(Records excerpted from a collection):
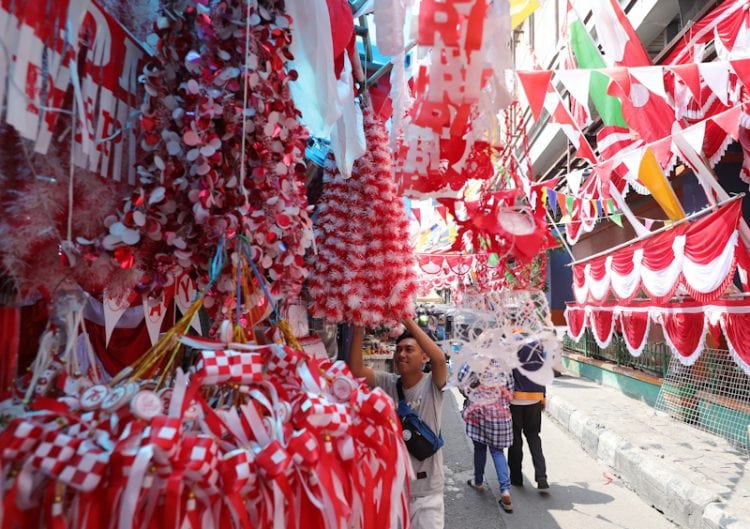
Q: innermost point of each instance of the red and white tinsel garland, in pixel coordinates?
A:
(191, 191)
(284, 441)
(364, 272)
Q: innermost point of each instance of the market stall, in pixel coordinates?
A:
(162, 250)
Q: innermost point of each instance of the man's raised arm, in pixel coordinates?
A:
(356, 362)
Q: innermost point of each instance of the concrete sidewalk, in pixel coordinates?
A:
(697, 480)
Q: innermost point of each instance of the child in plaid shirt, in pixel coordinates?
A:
(490, 425)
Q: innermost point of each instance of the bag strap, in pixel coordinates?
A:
(400, 390)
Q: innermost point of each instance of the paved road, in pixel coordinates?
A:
(582, 493)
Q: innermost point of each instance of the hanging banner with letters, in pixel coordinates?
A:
(51, 45)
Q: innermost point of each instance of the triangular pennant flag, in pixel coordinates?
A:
(520, 10)
(577, 83)
(184, 296)
(154, 311)
(619, 76)
(574, 181)
(652, 176)
(690, 75)
(113, 310)
(742, 68)
(570, 203)
(535, 85)
(552, 199)
(694, 135)
(729, 121)
(618, 39)
(716, 75)
(578, 205)
(652, 77)
(632, 161)
(662, 150)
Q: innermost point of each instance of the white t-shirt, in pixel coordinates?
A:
(427, 401)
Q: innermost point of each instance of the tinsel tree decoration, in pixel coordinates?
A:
(364, 272)
(196, 184)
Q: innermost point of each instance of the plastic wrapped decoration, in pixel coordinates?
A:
(490, 329)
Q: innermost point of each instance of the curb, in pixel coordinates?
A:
(680, 500)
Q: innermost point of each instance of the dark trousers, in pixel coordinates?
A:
(526, 420)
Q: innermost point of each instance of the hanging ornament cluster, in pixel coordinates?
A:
(258, 436)
(364, 272)
(205, 174)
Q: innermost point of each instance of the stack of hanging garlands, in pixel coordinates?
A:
(364, 272)
(249, 435)
(206, 172)
(198, 433)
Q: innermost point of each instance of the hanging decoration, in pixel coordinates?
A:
(51, 46)
(701, 257)
(364, 270)
(207, 175)
(490, 330)
(683, 324)
(447, 135)
(258, 436)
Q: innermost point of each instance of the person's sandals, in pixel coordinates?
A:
(474, 486)
(505, 502)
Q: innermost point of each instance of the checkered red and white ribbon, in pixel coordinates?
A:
(85, 470)
(53, 453)
(285, 464)
(222, 367)
(19, 438)
(282, 361)
(319, 413)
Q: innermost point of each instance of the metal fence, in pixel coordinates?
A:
(713, 394)
(654, 360)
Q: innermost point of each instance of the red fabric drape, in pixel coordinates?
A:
(576, 319)
(706, 238)
(125, 345)
(737, 332)
(579, 277)
(634, 326)
(602, 325)
(657, 251)
(685, 331)
(622, 260)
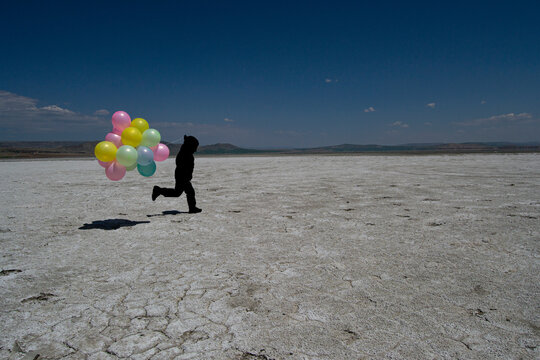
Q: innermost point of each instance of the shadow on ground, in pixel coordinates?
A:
(111, 224)
(169, 212)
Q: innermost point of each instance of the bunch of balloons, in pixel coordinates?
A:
(130, 145)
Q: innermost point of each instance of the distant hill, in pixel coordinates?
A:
(58, 149)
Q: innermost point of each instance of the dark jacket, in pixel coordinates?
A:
(185, 160)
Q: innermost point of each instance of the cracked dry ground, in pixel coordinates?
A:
(345, 257)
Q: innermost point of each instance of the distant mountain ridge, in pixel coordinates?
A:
(58, 149)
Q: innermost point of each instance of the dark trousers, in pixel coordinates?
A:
(179, 188)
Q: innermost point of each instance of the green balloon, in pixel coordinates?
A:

(About this exercise): Count the lines in the records that include the word "ground". Report the total alone.

(Answer below): 2